◆ DIRECTION
Pull out every line of the material below that contains the word "bottle", and list each one on its own line.

** Start **

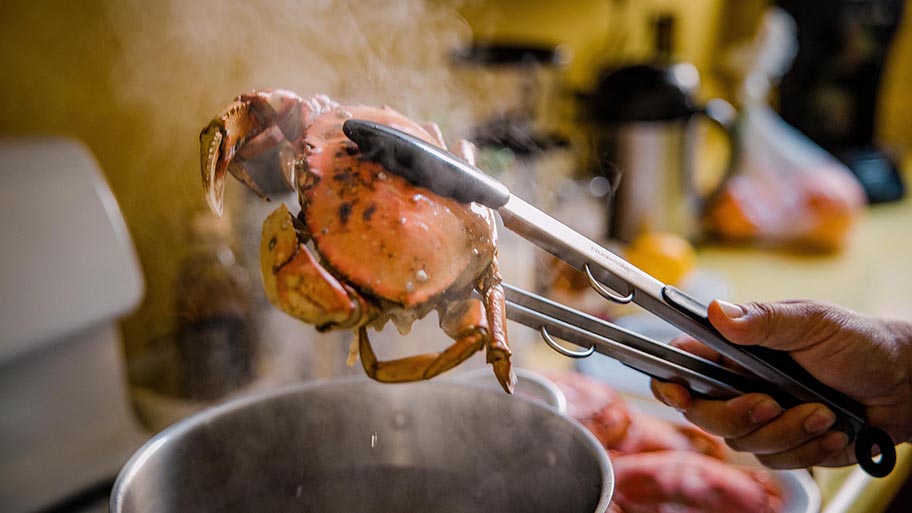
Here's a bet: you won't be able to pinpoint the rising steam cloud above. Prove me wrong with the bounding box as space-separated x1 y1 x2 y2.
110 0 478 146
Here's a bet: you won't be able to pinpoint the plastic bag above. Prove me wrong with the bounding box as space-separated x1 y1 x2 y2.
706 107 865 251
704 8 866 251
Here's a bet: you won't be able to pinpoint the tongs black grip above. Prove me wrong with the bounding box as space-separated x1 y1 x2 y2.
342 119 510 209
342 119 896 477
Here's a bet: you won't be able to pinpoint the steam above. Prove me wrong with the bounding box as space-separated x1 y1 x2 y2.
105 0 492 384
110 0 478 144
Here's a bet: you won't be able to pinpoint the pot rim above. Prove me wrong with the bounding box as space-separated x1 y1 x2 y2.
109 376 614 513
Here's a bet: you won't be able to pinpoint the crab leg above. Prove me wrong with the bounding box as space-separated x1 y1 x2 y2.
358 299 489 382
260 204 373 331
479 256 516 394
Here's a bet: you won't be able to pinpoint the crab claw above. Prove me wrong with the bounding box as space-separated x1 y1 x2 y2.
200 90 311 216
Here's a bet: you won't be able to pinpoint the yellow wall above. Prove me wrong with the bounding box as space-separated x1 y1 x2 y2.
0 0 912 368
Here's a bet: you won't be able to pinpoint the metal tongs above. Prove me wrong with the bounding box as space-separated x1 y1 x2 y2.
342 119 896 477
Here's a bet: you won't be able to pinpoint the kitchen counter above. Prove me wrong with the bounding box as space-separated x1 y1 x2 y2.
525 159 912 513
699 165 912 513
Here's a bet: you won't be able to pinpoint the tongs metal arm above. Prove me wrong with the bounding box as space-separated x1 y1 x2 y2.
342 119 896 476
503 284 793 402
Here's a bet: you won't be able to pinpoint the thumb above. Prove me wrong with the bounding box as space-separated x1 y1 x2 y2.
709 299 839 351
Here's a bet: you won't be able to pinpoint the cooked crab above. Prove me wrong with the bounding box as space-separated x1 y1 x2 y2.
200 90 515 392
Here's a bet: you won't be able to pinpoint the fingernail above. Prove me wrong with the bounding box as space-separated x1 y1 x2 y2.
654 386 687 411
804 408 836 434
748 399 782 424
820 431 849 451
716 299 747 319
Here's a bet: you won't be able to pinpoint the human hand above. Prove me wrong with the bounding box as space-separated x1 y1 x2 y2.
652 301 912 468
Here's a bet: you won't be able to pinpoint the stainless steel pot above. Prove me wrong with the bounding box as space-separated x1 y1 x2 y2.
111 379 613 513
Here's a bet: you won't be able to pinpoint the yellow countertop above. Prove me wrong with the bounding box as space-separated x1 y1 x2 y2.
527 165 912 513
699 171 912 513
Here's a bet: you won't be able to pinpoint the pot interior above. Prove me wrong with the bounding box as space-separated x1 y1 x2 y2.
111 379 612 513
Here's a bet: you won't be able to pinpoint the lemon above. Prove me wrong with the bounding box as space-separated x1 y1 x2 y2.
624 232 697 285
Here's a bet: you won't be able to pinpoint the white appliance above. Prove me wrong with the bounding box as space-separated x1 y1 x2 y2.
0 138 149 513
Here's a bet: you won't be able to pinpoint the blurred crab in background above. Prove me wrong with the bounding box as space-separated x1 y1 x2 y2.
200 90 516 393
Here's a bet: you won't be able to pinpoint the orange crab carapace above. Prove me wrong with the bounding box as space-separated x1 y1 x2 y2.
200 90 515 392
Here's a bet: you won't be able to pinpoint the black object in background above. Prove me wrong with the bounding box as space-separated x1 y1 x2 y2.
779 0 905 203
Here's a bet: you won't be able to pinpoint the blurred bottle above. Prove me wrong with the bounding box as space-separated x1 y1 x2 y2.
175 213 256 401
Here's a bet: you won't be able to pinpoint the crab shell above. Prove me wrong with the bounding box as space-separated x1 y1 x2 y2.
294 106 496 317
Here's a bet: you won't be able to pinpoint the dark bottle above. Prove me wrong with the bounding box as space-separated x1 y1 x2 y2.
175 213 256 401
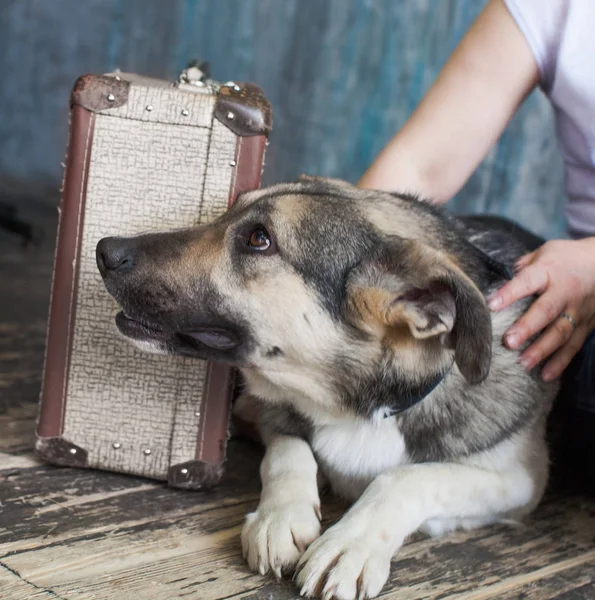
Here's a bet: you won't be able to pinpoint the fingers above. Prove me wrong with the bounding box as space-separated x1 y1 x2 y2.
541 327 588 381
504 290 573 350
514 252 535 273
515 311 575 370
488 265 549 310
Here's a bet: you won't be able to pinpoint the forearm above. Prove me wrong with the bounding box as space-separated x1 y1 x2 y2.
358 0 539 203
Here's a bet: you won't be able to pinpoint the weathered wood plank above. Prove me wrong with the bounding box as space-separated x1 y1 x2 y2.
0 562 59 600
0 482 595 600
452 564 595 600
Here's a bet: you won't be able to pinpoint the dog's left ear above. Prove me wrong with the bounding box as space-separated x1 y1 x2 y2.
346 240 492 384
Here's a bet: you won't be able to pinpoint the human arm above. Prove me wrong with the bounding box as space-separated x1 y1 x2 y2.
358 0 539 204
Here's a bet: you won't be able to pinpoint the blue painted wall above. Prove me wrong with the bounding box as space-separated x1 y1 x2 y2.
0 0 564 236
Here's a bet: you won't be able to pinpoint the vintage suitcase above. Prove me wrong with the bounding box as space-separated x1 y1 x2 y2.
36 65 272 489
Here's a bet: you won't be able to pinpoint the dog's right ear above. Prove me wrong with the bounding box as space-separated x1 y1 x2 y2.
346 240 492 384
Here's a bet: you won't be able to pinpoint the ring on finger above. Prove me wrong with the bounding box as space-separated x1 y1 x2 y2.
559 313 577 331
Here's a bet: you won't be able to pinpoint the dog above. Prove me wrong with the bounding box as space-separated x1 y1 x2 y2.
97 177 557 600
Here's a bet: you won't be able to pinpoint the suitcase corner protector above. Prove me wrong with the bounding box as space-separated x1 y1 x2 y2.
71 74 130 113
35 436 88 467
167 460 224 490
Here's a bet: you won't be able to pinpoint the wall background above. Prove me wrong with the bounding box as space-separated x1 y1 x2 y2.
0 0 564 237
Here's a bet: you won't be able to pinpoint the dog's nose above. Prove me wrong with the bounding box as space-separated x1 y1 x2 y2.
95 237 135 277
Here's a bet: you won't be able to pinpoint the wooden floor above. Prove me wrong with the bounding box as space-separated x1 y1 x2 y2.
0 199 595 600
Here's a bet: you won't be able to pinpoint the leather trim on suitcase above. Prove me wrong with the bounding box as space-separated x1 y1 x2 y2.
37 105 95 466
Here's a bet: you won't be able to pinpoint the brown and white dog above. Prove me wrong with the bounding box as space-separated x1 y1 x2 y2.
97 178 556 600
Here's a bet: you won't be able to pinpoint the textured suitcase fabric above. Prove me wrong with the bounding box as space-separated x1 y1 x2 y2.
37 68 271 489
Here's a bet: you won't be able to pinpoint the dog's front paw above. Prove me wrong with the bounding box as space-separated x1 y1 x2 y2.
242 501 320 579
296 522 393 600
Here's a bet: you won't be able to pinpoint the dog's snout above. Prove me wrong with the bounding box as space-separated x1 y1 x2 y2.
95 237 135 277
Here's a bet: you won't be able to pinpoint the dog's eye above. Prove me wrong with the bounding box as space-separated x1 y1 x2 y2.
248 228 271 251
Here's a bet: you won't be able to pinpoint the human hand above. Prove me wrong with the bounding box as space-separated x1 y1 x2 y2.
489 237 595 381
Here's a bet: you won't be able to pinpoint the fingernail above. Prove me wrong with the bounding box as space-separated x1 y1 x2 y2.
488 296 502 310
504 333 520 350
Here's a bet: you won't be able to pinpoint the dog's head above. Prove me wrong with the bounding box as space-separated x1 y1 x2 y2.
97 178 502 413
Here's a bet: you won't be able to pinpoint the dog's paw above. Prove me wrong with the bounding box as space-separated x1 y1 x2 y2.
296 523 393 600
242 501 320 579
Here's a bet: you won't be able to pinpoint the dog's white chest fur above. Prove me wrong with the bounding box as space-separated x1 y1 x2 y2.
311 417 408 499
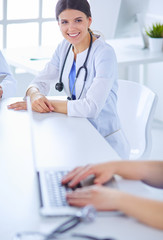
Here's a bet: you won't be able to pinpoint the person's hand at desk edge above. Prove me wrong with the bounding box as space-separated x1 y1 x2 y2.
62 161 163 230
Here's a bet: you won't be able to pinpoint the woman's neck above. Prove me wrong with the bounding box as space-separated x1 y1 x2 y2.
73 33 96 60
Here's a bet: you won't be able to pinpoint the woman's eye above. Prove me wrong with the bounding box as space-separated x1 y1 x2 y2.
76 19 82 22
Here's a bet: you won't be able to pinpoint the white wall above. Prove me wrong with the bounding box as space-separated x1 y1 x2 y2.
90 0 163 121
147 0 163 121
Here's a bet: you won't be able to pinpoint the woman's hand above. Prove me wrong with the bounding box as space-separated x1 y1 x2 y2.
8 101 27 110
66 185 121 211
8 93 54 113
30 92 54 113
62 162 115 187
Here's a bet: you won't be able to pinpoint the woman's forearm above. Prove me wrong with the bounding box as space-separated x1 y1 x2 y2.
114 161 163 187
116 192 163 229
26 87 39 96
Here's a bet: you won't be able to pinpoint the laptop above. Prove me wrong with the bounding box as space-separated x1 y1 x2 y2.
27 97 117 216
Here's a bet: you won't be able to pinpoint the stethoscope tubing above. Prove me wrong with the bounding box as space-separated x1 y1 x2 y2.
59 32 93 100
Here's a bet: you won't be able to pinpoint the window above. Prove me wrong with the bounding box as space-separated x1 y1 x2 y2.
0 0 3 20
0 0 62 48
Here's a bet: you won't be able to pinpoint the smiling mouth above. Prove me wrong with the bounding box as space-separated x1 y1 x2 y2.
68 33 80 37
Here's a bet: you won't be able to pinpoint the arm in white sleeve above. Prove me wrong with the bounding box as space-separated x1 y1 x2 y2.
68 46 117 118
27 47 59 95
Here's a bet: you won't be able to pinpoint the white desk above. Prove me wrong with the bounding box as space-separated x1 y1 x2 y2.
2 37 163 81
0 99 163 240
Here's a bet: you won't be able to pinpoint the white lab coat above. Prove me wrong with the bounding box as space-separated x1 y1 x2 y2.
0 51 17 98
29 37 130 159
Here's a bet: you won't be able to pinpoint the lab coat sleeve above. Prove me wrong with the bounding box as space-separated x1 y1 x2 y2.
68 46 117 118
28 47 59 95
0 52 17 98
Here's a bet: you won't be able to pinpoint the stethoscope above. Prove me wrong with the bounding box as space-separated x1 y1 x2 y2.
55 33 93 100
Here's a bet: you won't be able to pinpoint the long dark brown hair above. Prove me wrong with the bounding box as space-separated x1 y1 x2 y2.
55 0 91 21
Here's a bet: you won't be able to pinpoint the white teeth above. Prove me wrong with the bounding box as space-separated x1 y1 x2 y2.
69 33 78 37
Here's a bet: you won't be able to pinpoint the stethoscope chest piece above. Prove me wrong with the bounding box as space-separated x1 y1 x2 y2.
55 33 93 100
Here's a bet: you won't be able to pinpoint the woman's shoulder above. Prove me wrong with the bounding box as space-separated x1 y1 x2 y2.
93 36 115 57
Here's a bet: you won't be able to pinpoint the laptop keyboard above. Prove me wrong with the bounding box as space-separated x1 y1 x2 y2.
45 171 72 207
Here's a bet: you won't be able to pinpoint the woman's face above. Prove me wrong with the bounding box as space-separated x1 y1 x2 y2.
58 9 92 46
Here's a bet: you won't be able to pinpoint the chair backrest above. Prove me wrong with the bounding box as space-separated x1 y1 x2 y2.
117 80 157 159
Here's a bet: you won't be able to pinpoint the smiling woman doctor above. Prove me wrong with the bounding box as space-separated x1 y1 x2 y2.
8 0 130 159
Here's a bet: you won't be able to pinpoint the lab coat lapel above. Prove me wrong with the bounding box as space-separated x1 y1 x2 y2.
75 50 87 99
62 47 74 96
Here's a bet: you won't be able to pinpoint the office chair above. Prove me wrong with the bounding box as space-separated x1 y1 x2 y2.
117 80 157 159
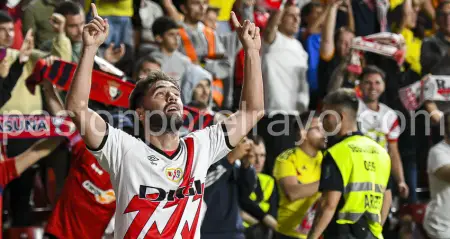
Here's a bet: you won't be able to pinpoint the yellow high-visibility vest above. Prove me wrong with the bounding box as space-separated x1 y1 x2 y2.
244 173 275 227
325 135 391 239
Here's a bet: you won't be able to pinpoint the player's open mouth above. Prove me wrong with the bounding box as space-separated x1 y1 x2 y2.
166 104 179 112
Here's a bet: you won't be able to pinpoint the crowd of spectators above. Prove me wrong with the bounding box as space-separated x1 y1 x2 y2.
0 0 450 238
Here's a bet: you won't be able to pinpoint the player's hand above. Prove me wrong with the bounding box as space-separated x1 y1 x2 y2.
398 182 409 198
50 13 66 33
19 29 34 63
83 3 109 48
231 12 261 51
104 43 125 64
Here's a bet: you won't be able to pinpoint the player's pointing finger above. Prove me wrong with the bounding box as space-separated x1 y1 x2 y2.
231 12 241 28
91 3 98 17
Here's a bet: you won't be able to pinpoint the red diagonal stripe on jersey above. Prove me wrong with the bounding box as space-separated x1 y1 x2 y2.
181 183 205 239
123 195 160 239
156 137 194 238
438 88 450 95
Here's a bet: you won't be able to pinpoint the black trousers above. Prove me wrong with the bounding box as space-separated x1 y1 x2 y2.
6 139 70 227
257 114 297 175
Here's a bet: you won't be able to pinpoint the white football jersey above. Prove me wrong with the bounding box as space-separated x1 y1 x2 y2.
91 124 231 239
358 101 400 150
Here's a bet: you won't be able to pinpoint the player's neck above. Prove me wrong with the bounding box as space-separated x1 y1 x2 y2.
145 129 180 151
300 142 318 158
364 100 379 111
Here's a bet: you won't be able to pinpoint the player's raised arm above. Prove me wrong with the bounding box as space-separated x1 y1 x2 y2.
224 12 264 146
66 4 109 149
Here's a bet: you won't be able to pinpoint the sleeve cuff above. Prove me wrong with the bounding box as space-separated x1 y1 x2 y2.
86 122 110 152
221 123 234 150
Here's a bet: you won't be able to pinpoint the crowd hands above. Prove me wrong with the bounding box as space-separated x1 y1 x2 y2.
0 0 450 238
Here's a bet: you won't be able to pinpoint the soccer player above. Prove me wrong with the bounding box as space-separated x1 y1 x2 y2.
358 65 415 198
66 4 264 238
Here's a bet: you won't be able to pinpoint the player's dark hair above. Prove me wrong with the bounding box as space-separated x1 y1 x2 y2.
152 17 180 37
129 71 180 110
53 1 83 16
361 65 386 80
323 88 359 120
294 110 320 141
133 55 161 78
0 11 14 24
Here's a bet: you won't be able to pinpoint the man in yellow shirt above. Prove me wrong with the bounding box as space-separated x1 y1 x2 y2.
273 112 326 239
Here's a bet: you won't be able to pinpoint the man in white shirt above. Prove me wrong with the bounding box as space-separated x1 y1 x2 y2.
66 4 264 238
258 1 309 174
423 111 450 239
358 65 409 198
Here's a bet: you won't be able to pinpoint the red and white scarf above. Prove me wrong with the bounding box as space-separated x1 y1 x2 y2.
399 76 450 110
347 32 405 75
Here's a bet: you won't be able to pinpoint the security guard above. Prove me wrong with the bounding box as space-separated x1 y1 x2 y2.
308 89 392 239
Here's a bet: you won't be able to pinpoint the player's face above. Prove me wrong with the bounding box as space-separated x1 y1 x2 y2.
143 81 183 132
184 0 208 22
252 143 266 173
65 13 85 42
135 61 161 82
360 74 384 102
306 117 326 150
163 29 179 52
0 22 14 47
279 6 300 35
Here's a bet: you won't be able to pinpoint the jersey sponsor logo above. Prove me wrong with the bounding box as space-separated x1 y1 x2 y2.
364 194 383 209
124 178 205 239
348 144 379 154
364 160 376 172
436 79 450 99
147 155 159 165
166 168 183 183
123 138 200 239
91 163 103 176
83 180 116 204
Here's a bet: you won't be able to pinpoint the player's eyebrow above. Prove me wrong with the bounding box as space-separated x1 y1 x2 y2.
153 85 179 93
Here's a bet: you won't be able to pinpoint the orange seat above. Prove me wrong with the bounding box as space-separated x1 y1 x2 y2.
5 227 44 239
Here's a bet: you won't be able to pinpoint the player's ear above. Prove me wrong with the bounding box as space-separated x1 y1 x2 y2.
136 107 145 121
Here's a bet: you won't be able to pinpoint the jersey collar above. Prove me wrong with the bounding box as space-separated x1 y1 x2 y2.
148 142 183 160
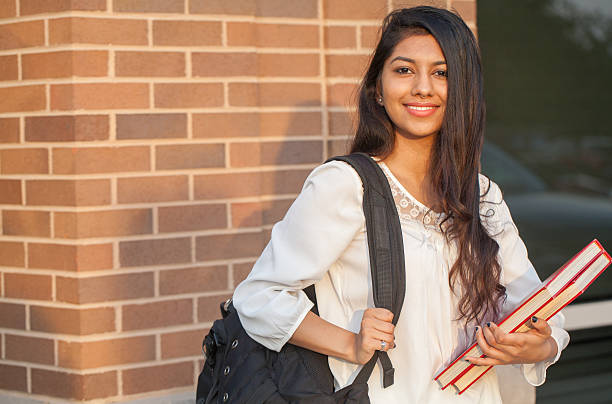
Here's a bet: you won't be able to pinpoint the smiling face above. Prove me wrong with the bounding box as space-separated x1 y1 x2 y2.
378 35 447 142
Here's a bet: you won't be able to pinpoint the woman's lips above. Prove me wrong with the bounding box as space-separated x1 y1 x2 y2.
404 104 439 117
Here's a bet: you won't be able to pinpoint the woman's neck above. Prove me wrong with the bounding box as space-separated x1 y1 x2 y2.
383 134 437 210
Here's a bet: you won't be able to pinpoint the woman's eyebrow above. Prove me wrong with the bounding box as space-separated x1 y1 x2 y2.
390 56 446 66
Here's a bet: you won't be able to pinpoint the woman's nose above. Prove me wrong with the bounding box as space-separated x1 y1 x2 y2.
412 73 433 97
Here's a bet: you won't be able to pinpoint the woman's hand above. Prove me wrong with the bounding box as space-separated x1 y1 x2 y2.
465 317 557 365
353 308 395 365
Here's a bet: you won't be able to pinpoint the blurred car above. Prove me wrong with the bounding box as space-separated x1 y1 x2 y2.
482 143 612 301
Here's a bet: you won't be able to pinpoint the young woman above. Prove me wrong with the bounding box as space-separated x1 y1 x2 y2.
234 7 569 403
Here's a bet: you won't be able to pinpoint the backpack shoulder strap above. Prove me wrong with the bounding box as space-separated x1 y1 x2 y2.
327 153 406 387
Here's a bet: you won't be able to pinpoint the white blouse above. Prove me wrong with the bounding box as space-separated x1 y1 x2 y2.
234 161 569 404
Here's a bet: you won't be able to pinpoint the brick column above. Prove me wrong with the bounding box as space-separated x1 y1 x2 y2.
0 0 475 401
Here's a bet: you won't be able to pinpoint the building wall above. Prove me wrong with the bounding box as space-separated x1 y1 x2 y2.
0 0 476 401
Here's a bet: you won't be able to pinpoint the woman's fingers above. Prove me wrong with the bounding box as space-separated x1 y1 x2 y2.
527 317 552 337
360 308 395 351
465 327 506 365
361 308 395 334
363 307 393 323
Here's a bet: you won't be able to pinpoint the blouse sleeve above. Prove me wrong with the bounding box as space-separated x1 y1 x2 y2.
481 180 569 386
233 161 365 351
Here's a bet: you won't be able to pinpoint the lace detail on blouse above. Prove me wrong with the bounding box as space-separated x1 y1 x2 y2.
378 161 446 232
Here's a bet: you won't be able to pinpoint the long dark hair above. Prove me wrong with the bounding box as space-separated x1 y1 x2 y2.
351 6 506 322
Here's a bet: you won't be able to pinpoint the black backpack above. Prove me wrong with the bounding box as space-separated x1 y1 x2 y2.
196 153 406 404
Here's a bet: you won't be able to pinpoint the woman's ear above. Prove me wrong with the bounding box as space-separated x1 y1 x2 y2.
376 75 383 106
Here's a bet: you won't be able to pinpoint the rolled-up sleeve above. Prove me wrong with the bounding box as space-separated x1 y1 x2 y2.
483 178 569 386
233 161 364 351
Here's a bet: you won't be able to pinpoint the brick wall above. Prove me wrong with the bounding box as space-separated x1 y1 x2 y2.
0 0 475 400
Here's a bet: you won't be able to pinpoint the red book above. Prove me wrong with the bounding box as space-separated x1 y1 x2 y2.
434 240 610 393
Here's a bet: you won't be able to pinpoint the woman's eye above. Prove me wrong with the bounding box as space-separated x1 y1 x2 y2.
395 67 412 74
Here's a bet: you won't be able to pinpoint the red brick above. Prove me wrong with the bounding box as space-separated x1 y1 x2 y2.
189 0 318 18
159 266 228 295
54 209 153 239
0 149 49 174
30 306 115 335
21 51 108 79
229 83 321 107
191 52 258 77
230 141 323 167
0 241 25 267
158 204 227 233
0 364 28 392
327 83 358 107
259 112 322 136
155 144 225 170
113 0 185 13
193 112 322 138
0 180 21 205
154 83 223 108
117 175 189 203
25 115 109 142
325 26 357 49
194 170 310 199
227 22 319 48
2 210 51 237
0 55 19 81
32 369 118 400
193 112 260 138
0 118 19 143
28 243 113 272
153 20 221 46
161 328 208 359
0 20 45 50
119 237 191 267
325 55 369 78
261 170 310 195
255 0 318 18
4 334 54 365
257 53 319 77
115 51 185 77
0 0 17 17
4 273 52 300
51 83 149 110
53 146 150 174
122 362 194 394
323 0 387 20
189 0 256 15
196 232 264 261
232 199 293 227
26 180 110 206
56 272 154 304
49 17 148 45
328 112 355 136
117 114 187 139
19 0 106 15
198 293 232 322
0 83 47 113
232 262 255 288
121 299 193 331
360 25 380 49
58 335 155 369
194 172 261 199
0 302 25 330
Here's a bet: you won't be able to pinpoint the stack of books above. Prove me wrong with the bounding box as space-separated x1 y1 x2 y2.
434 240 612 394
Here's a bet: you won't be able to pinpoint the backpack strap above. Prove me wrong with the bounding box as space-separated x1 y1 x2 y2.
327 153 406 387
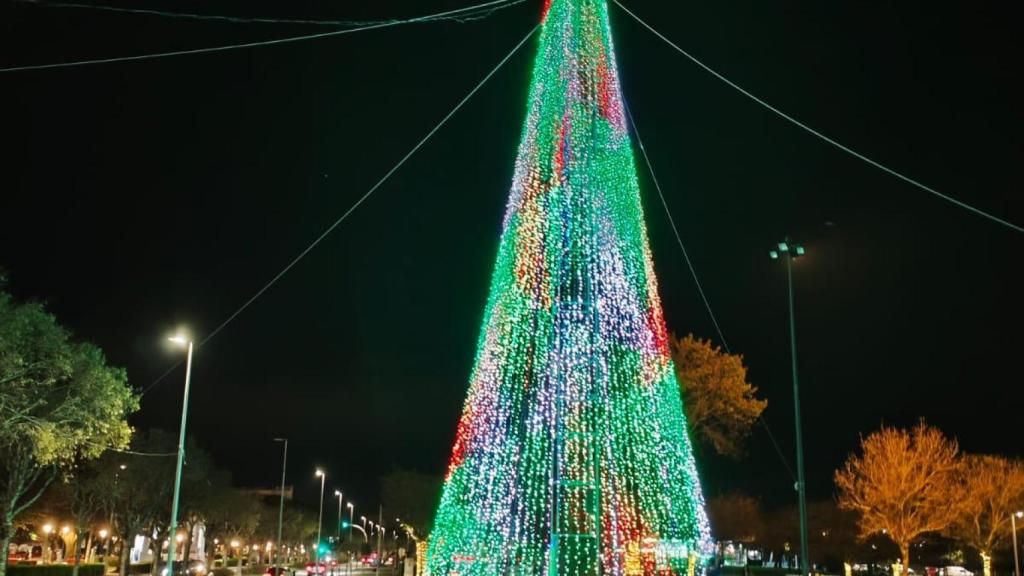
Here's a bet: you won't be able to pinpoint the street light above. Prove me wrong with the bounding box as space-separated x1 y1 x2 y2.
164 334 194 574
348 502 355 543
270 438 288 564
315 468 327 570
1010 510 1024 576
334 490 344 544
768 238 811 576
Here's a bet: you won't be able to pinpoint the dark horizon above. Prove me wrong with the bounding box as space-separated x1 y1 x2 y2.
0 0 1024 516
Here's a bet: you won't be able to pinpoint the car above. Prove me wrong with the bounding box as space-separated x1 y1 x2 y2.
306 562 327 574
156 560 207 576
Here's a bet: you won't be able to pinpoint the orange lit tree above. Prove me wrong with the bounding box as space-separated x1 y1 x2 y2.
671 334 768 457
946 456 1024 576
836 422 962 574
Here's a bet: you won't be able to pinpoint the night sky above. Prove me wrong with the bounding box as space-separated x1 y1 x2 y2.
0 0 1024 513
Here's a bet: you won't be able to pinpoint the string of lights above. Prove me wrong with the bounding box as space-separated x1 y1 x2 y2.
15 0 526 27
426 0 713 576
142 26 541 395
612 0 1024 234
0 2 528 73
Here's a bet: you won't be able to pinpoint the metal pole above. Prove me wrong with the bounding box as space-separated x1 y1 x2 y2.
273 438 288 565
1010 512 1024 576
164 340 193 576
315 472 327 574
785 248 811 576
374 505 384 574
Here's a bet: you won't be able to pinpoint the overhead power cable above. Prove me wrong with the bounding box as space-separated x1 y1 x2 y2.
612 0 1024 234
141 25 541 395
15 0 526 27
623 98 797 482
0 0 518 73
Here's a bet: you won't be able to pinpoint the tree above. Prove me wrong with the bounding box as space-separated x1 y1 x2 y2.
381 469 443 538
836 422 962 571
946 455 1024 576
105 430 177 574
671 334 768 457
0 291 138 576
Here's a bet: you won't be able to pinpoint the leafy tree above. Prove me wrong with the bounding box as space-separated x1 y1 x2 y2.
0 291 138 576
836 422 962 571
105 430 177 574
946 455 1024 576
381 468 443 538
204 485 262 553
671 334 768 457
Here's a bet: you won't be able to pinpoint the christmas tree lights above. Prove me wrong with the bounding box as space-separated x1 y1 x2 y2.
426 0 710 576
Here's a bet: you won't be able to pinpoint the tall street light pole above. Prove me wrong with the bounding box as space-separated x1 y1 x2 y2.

** End **

◆ SOLUTION
Here's a bet: you won't be able to pinpoint the blurred bottle above. Prove me wrong with the bounding box as space-separated x1 y1 x2 y2.
Here's a bet: you won't be able to pinpoint the dark bottle above. Prove me wrong with the bounding box as space-separated x1 y1 x2 y2.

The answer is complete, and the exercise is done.